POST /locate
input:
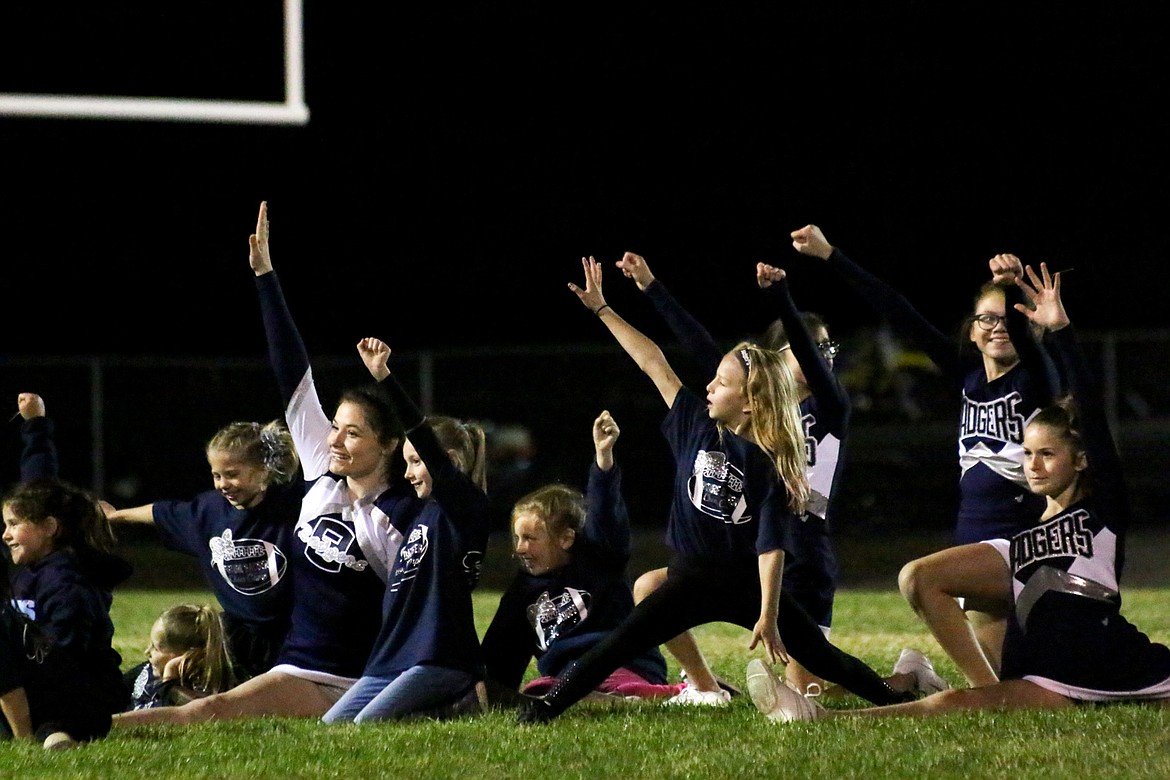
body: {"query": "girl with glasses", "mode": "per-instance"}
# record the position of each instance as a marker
(1004, 386)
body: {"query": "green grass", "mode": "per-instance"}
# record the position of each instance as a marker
(646, 739)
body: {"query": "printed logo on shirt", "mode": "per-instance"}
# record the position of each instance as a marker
(473, 565)
(555, 615)
(807, 421)
(327, 544)
(250, 566)
(716, 488)
(410, 557)
(27, 607)
(1066, 536)
(997, 420)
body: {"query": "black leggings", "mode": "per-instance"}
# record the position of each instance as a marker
(695, 594)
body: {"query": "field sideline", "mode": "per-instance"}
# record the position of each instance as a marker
(634, 740)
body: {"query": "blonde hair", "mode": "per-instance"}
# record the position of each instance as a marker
(775, 420)
(562, 508)
(269, 446)
(467, 444)
(195, 632)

### [WORK TASK]
Transcribe all the lines above exactly, apart from the pictures.

### [RESPONSE BELOW]
POST /locate
input:
body: {"query": "girl with glasses", "mode": "per-instance"}
# record the position of each instance as a marker
(1004, 386)
body: {"query": "green grass", "mode": "per-instance"}
# record the position of each instance as a marker
(646, 739)
body: {"query": "printed logo on shirt", "mode": "per-instance"}
# record the position of each instance as a marker
(473, 565)
(555, 615)
(807, 421)
(327, 544)
(250, 566)
(716, 488)
(410, 557)
(27, 607)
(1066, 536)
(997, 420)
body: {"query": "black leggings", "mode": "per-instance"}
# record the position of each instance as a marker
(695, 594)
body: {"query": "field sideline", "mode": "per-instance"}
# record the position of each instance as a marker
(634, 740)
body: {"query": "blonde hair", "mode": "per-instance"}
# record the position of each instance as a marker
(775, 420)
(562, 508)
(269, 446)
(467, 444)
(195, 632)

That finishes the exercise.